• **Directions**
Reproduce every line from the one containing "of the girl's" down through the one containing "x=316, y=185", with both of those lines included.

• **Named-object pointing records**

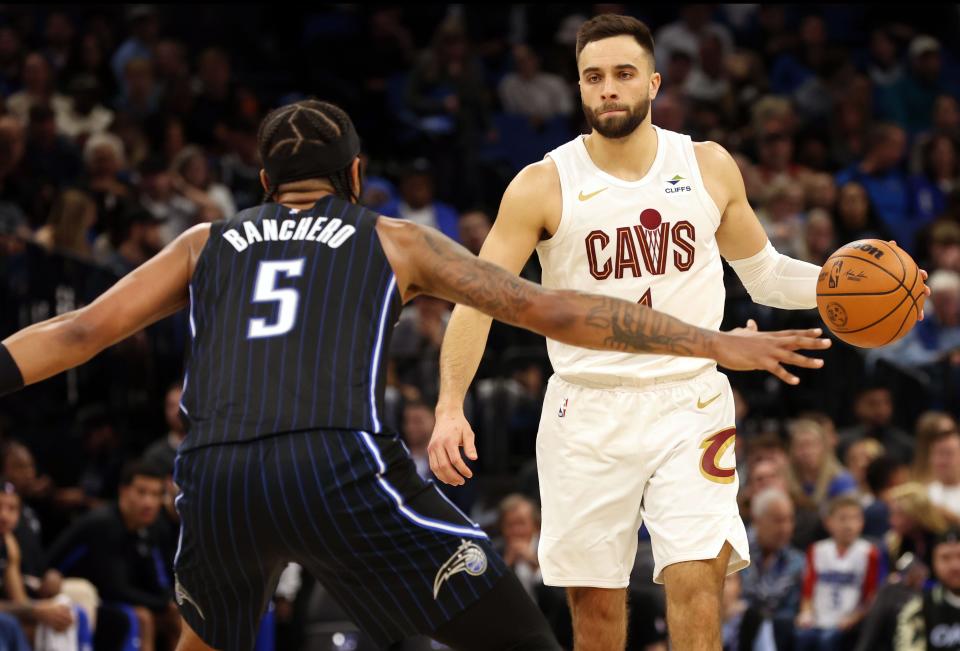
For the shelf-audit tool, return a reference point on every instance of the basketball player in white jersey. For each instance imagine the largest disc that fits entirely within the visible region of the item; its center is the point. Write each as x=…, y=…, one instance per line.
x=639, y=213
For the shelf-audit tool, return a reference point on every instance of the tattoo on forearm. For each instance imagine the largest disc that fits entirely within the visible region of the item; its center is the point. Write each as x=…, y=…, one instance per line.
x=637, y=328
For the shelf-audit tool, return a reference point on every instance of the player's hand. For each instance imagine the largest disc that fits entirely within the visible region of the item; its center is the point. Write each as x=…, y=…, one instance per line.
x=747, y=349
x=55, y=615
x=451, y=432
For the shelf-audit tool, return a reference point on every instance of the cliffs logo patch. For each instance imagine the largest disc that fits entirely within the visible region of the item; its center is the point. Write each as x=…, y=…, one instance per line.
x=676, y=185
x=714, y=447
x=468, y=558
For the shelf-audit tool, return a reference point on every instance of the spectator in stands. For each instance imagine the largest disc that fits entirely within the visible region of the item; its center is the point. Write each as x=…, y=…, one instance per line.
x=530, y=91
x=86, y=114
x=910, y=101
x=914, y=522
x=417, y=202
x=816, y=472
x=856, y=217
x=68, y=228
x=931, y=621
x=192, y=179
x=38, y=90
x=858, y=458
x=772, y=582
x=873, y=409
x=819, y=241
x=115, y=548
x=520, y=532
x=144, y=27
x=938, y=459
x=883, y=475
x=880, y=173
x=472, y=229
x=840, y=581
x=162, y=453
x=936, y=181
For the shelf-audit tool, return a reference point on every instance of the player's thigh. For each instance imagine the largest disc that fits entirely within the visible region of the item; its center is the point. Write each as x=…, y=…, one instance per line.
x=227, y=563
x=591, y=470
x=690, y=502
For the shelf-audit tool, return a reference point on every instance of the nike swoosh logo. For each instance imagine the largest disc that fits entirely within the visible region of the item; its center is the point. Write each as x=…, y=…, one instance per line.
x=702, y=405
x=585, y=197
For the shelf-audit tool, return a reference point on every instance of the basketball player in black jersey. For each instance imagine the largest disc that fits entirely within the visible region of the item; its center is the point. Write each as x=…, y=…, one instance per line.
x=291, y=304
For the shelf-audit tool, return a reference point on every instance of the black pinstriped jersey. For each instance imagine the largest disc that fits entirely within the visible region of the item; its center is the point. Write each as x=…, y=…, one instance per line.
x=290, y=315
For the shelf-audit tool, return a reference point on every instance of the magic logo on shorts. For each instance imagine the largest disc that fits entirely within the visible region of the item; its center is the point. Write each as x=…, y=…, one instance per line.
x=714, y=447
x=468, y=558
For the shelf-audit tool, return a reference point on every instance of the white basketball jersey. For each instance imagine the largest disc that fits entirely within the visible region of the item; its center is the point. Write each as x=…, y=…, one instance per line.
x=651, y=241
x=838, y=584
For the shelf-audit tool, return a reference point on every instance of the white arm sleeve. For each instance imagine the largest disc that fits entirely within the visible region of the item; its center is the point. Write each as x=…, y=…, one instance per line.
x=776, y=280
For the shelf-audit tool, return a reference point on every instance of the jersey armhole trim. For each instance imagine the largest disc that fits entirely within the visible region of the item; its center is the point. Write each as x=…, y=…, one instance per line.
x=566, y=209
x=713, y=210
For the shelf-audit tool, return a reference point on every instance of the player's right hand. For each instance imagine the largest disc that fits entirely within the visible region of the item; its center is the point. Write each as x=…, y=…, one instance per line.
x=747, y=349
x=54, y=614
x=450, y=433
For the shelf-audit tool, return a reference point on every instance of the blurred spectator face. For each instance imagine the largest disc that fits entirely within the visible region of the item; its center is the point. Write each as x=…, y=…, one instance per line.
x=9, y=45
x=854, y=206
x=774, y=528
x=526, y=61
x=9, y=512
x=766, y=474
x=418, y=422
x=945, y=296
x=36, y=74
x=819, y=236
x=19, y=467
x=946, y=565
x=615, y=102
x=11, y=144
x=59, y=30
x=474, y=227
x=882, y=48
x=138, y=76
x=845, y=524
x=214, y=71
x=104, y=162
x=943, y=158
x=807, y=448
x=171, y=409
x=776, y=146
x=519, y=523
x=874, y=407
x=140, y=501
x=417, y=190
x=945, y=459
x=821, y=191
x=946, y=115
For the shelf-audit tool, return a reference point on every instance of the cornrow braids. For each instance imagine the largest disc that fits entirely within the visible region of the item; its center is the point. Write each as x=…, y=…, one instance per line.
x=289, y=130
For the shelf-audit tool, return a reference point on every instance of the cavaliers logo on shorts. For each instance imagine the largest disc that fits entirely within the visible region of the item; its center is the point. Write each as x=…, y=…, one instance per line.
x=714, y=447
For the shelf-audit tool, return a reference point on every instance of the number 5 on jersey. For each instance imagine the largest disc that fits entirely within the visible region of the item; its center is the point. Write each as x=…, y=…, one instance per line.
x=265, y=290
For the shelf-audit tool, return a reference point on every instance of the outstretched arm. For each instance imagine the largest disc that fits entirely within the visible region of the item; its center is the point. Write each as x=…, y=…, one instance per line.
x=770, y=278
x=153, y=291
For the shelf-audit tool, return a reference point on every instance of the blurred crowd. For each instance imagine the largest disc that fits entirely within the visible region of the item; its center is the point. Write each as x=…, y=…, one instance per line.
x=121, y=127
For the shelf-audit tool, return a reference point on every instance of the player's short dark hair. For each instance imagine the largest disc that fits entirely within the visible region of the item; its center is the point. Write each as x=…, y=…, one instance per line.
x=284, y=130
x=842, y=502
x=139, y=468
x=880, y=471
x=610, y=25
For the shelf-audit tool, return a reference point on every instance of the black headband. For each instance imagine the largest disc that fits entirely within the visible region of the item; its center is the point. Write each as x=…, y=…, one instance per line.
x=310, y=160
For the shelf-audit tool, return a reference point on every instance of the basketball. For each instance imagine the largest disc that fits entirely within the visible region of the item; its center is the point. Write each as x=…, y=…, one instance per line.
x=870, y=293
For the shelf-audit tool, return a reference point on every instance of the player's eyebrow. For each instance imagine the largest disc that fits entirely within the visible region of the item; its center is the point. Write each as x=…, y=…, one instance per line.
x=619, y=66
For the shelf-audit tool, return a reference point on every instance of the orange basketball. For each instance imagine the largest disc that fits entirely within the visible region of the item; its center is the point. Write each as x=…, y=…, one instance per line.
x=870, y=293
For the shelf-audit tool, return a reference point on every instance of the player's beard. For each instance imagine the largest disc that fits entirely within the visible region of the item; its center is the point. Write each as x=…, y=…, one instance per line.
x=619, y=126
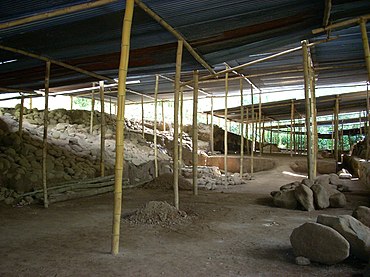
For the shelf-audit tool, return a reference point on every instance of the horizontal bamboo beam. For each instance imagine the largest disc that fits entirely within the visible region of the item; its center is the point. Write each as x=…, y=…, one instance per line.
x=59, y=63
x=169, y=28
x=345, y=23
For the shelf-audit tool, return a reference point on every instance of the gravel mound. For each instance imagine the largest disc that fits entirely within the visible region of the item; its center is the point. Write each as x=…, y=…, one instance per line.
x=157, y=213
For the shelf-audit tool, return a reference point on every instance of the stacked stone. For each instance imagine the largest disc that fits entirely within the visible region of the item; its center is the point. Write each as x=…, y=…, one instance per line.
x=325, y=191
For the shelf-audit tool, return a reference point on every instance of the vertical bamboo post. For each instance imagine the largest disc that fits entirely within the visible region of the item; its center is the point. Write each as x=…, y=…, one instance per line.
x=291, y=127
x=176, y=124
x=260, y=123
x=336, y=131
x=308, y=110
x=225, y=132
x=195, y=133
x=20, y=130
x=45, y=137
x=92, y=109
x=181, y=126
x=102, y=129
x=212, y=128
x=121, y=95
x=163, y=122
x=142, y=118
x=155, y=125
x=253, y=139
x=241, y=128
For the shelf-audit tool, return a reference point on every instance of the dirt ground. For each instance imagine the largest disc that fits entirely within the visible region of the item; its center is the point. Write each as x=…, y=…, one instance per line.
x=233, y=232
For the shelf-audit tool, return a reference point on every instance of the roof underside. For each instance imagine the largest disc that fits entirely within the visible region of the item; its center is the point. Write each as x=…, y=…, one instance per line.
x=232, y=32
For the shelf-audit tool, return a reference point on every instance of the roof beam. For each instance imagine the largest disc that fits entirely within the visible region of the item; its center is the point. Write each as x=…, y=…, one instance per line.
x=62, y=64
x=345, y=23
x=54, y=13
x=169, y=28
x=328, y=5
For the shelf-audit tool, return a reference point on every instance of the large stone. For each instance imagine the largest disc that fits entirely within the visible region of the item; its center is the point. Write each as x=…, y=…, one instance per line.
x=338, y=200
x=356, y=233
x=321, y=197
x=285, y=199
x=319, y=243
x=362, y=214
x=304, y=196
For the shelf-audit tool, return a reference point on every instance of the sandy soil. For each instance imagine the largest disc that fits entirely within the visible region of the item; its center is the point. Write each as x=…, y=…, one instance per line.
x=234, y=232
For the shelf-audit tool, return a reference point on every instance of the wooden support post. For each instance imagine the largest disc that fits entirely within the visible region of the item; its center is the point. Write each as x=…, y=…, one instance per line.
x=20, y=129
x=195, y=133
x=176, y=125
x=155, y=125
x=225, y=131
x=181, y=127
x=308, y=110
x=142, y=118
x=121, y=95
x=291, y=128
x=252, y=138
x=241, y=171
x=45, y=137
x=102, y=129
x=163, y=122
x=260, y=123
x=92, y=110
x=336, y=132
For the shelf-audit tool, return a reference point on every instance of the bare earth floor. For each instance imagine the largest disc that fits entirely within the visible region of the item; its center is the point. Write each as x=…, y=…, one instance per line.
x=237, y=232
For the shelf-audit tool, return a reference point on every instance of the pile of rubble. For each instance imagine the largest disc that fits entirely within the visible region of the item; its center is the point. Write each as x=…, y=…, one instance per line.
x=325, y=191
x=157, y=213
x=332, y=239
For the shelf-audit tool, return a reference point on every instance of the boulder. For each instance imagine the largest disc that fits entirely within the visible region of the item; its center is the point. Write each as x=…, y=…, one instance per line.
x=338, y=200
x=356, y=233
x=304, y=196
x=319, y=243
x=285, y=199
x=362, y=214
x=321, y=197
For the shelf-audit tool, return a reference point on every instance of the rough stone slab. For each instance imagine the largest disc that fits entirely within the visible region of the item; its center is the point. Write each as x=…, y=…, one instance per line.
x=356, y=233
x=319, y=243
x=362, y=214
x=304, y=196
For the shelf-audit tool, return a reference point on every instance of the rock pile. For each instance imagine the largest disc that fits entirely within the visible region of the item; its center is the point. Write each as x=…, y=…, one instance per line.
x=331, y=240
x=157, y=213
x=325, y=191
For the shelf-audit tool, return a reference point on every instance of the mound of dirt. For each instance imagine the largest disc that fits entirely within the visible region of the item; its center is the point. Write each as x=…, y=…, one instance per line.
x=158, y=213
x=165, y=181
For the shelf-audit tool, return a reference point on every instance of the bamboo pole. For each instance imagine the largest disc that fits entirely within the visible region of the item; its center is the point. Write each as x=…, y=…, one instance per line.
x=212, y=128
x=102, y=129
x=121, y=95
x=241, y=170
x=92, y=110
x=181, y=127
x=155, y=125
x=176, y=124
x=260, y=123
x=142, y=118
x=253, y=140
x=45, y=137
x=225, y=131
x=163, y=122
x=336, y=134
x=308, y=110
x=20, y=129
x=195, y=133
x=169, y=28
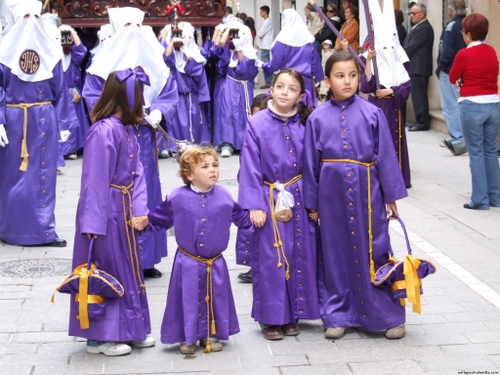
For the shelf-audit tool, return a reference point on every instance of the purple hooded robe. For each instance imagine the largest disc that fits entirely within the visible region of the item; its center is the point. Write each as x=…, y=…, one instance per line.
x=111, y=157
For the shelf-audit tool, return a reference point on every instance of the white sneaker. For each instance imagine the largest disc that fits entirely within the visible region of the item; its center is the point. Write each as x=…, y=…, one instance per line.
x=149, y=342
x=110, y=349
x=225, y=153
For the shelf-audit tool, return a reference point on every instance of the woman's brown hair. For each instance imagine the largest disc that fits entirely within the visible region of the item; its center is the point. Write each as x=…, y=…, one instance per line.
x=113, y=99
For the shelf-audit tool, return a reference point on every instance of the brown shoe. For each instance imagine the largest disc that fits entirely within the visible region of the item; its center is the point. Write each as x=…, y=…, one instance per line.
x=272, y=333
x=291, y=329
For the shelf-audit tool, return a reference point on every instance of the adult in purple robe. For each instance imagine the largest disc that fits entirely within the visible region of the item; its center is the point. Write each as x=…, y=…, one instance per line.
x=294, y=47
x=153, y=247
x=111, y=151
x=202, y=222
x=339, y=136
x=272, y=151
x=235, y=88
x=34, y=107
x=394, y=110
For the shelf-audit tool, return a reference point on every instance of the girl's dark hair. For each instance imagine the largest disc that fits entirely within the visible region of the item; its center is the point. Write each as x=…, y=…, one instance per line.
x=114, y=99
x=339, y=56
x=303, y=110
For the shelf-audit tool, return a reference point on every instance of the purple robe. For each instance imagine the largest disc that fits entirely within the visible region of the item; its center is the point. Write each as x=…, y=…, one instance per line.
x=357, y=130
x=394, y=111
x=73, y=77
x=306, y=60
x=234, y=98
x=110, y=157
x=153, y=247
x=272, y=151
x=27, y=199
x=202, y=224
x=189, y=121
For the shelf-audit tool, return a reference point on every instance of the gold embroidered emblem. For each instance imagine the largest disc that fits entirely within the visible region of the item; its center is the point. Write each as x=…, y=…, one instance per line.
x=29, y=62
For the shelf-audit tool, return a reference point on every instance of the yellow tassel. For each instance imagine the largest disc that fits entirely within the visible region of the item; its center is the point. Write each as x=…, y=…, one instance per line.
x=208, y=349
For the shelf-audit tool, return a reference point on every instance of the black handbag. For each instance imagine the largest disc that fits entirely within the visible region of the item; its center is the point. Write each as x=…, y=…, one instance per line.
x=405, y=276
x=90, y=287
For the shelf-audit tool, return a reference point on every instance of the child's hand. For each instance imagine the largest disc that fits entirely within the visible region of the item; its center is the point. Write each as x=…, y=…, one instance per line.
x=391, y=209
x=258, y=218
x=140, y=222
x=314, y=215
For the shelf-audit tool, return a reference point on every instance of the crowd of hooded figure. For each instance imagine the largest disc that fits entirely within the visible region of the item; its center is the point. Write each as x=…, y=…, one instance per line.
x=316, y=185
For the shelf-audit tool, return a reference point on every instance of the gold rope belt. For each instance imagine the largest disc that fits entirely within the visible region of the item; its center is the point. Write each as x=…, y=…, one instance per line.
x=278, y=243
x=24, y=146
x=370, y=237
x=132, y=244
x=209, y=296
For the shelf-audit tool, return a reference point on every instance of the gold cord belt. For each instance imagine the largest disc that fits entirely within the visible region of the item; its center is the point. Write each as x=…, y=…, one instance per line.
x=132, y=244
x=24, y=146
x=370, y=237
x=209, y=296
x=278, y=243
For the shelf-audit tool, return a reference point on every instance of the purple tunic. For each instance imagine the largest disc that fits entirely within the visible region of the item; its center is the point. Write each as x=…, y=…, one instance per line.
x=272, y=151
x=153, y=247
x=189, y=121
x=234, y=98
x=394, y=112
x=357, y=130
x=306, y=60
x=27, y=199
x=110, y=157
x=73, y=77
x=202, y=222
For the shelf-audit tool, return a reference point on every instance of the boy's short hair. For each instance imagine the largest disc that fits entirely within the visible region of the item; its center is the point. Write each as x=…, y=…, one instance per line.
x=191, y=158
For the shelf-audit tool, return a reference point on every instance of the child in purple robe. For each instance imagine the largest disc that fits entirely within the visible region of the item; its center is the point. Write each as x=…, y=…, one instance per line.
x=352, y=176
x=200, y=304
x=283, y=250
x=113, y=192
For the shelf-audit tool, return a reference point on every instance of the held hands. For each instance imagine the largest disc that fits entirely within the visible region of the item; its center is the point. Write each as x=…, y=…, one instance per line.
x=313, y=215
x=391, y=209
x=258, y=218
x=140, y=222
x=3, y=136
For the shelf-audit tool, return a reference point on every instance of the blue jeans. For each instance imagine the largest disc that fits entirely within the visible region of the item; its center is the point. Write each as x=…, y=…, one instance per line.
x=266, y=57
x=449, y=105
x=480, y=124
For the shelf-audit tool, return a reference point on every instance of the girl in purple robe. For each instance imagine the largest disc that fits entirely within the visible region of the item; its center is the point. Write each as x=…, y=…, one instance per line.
x=352, y=176
x=200, y=304
x=113, y=191
x=283, y=252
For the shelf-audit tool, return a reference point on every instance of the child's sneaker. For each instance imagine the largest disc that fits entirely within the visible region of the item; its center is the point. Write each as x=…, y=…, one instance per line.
x=108, y=348
x=215, y=344
x=187, y=349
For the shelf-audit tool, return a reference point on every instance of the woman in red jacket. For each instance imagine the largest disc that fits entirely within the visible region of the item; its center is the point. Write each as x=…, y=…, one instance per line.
x=475, y=71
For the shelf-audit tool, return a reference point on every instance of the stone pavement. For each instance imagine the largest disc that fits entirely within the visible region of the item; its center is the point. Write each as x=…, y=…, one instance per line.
x=458, y=330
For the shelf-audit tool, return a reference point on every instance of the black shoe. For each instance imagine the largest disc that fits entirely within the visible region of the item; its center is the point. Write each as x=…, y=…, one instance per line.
x=152, y=273
x=58, y=242
x=246, y=277
x=418, y=127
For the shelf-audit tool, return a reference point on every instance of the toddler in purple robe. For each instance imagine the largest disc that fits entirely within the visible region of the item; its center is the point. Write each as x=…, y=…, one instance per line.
x=200, y=304
x=283, y=250
x=352, y=176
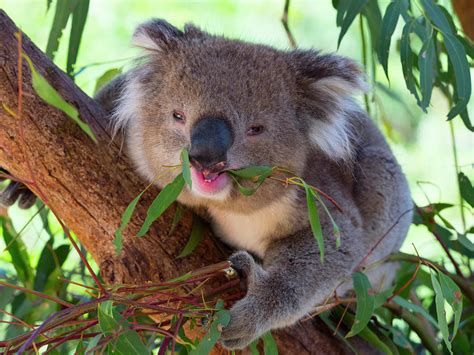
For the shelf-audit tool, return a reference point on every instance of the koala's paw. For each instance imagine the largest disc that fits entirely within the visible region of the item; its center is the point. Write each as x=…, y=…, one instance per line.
x=245, y=325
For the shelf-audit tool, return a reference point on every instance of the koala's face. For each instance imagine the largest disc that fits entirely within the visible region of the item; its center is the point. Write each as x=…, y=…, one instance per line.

• **Worked solution**
For the shelf-audit tool, return a reference point on every instance of the girl's dark hair. For each instance imagine the largest disc that fits entirely within the visible region of the item; its center is the point. Write each as x=…, y=…, one instance per line.
x=114, y=99
x=339, y=56
x=303, y=110
For the shelf-audit tool, return a reference point on every instance of the purple robe. For each instance imagine the largest disc that fits entirely within the visible region of the item; its center is the point. Write each as x=…, y=…, one instance per line.
x=357, y=130
x=394, y=111
x=73, y=77
x=306, y=60
x=234, y=98
x=110, y=157
x=153, y=247
x=272, y=151
x=27, y=199
x=202, y=224
x=189, y=121
For the shelf-audit tool, return a reference point on every instance of the gold embroidered emblem. For each instance imagine the largest disc that fits entirely within the visible region of the item; its center is the point. Write each as x=…, y=…, one instance per line.
x=29, y=62
For the shelf-audit tool, return a reference point on every instance of the yellow tassel. For each instance imagine the largest disc that fits entirely within the visible region of the item; its center is the point. Write each as x=…, y=…, one instance per line.
x=208, y=349
For the shelf-audit tool, return a reference point on every instance of the black handbag. For each instance imagine the largest disc that fits entirely within the visible region of the item; its center is the point. Write each as x=…, y=…, one instance per line.
x=405, y=276
x=90, y=287
For the shelf-audit tool, return a reference point on every instance of the child's hand. For each instance imagine the largest disc that fits entirely within the visible region of the item; its center is the point. Write each as x=…, y=…, one instance per line.
x=391, y=209
x=258, y=218
x=140, y=222
x=314, y=215
For the shelf-audit tool, return a reference point on every instance of the crowd of hooded figure. For each instance imagine the largest disc that fits entirely within the visible region of the item; its center is the point. Write each as x=…, y=…, one instance per line.
x=316, y=185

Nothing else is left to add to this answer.